■ Excerpt to read ■
# # # #

So I have to give these wheels a go (no ride report as of now)

Previous wheels Rolf Vigor

Go for the wheels the gold looks better w/ blue than the yellow on mine


----------



## i4detail (Feb 23, 2006)

ETWN Stu said:


> What do you guys in snow country do for riding when...well, when it snows? In Sydney we dont get freezing winters so we get to ride all year round. Sorry just had to ask.


Like Tmluk said xc skiing, spin class,gym, swimming

And shoveling lots of snow
hoping for an early spring to get out and Ride


----------



## i4detail (Feb 23, 2006)

charliekeri said:


> yeah I agree with you on the gold and yellow clashing and not working together. Anything but the yellow tape would be an improvement and attach that seatbag only when necessary. You might as well have one of those license plate souveniers with your name on it that you can buy at a truck stop on I80


Ouch Charlie
"change of wheels"
Black bar wrap it is

The bag has a spare tube and some levers, co2

VIVE ! LX24


----------



## ETWN Stu (Feb 15, 2007)

i4detail said:


> Ouch Charlie
> "change of wheels"
> Black bar wrap it is
> 
> ...


Some times you really need to just stick those things in your jersey pocket! got a bag on my trainer though for those longer rides where you need to take three of everthing incase!!

For me when it’s wet I row on an indoor trainer or stair climbing in our building at work.


----------



## colnago 4 me (Feb 11, 2007)

]
Just wondering are the spokes bladed ?
What is that meant to do to crosswind stability .
Like etwn stu i am also an Aussie and not riding due to snow is not a factor we come across down under !! 
I am still tossing up the shamal vs the hyperon ,having ridden a mates clincher version of the hyperons the ride and light weight were great.
The cost ,ummmmh .


----------



## i4detail (Feb 23, 2006)

colnago 4 me said:


> ]
> Just wondering are the spokes bladed ?
> What is that meant to do to crosswind stability .
> Like etwn stu i am also an Aussie and not riding due to snow is not a factor we come across down under !!
> ...




C4 Me,
Spokes are bladed

Crosswind stability is in the same category as the Eurus, Ksyrium.

Having said that I believe? they are the highest end metal clincher wheel you can buy.

Money is the only drawback/reason holding me back from owning 
Hyperion Clincher 

On another note I saw the new Mavic Ultimate http://www.velogogo.com/BlingBling/MavicCosmicCarboneUltimate 
which is almost exact to a Lightweight but w/ a big price break

Good luck I know how hard the descision can be


----------



## KATZRKOL (Mar 4, 2004)

*Beautiful Frame color!*



i4detail said:


> I was a little nervous about how the gold would look w/ The LX24 paint scheme the gold is not bright(Mr T ) more muted, so cut the color from bits and let the paint and wheels carry the color, tell me what you think


. .However, it appears you need a bigger frame. You have a crap load of spacers under your stem, and that's a ton of seatpost showing for a non-sloping frame.


----------



## FTR (Sep 20, 2006)

KATZRKOL said:


> . .However, it appears you need a bigger frame. You have a crap load of spacers under your stem, and that's a ton of seatpost showing for a non-sloping frame.


You obviously have a different interpretation of "a crap load" and "a ton of" than I do.
Looks fine to me.

# # # #

[Dataset entries]
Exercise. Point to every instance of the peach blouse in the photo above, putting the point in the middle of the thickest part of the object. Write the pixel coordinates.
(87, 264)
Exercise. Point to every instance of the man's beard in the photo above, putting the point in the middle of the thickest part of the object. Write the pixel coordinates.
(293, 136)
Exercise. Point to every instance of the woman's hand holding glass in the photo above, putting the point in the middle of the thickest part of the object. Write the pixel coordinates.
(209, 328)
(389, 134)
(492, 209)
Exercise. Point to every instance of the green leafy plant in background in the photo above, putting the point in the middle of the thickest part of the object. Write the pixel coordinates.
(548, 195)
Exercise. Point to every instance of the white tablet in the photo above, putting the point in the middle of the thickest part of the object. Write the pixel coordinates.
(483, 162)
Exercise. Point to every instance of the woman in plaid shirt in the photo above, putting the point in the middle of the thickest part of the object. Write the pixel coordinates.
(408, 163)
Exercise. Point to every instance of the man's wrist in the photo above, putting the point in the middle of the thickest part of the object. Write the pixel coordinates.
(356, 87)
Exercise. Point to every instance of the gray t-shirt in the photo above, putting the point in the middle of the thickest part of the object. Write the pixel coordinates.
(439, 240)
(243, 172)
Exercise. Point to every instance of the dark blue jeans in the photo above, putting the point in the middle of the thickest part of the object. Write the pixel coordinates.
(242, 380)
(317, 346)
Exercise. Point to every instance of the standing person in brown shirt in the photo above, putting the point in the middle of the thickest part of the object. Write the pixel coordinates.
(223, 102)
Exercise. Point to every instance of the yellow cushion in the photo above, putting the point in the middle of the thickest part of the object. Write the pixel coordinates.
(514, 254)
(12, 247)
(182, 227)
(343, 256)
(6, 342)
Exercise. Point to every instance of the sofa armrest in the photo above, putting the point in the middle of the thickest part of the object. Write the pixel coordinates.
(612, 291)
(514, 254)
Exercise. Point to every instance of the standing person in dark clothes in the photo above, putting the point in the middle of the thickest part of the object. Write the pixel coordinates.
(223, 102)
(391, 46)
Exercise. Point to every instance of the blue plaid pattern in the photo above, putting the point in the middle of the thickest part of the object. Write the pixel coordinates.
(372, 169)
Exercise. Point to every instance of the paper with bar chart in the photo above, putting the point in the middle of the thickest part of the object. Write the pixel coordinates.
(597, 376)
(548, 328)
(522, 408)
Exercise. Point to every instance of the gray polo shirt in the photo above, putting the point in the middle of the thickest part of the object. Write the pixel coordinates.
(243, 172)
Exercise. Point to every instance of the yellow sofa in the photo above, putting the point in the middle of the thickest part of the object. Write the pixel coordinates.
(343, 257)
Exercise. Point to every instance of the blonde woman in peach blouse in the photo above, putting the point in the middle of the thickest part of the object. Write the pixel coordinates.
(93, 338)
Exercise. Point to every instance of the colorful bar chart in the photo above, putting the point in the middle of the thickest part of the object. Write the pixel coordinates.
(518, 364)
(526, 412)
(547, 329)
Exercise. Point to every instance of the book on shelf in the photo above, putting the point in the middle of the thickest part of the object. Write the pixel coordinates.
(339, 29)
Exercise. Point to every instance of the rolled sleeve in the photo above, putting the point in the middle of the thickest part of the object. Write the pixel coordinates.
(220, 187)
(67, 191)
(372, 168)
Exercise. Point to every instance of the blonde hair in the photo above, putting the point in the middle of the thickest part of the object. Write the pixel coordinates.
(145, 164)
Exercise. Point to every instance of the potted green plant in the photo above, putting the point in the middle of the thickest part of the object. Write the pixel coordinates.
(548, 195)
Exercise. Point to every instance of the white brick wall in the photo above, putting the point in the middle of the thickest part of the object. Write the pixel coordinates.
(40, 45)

# # # #

■ Goals ■
(1) In the bike wheel thread, shorten the paragraph that begins "However, it appears you need a bigger frame" and keep its main points.
(2) According to the bike wheel thread, what does the seat bag hold?
You won't need the dataset entries for anything here.

■ Task responses ■
(1) The frame looks too small: there are lots of spacers under the stem, and a lot of seatpost shows for a frame that doesn't slope.

(2) A spare tube, some levers, and CO2.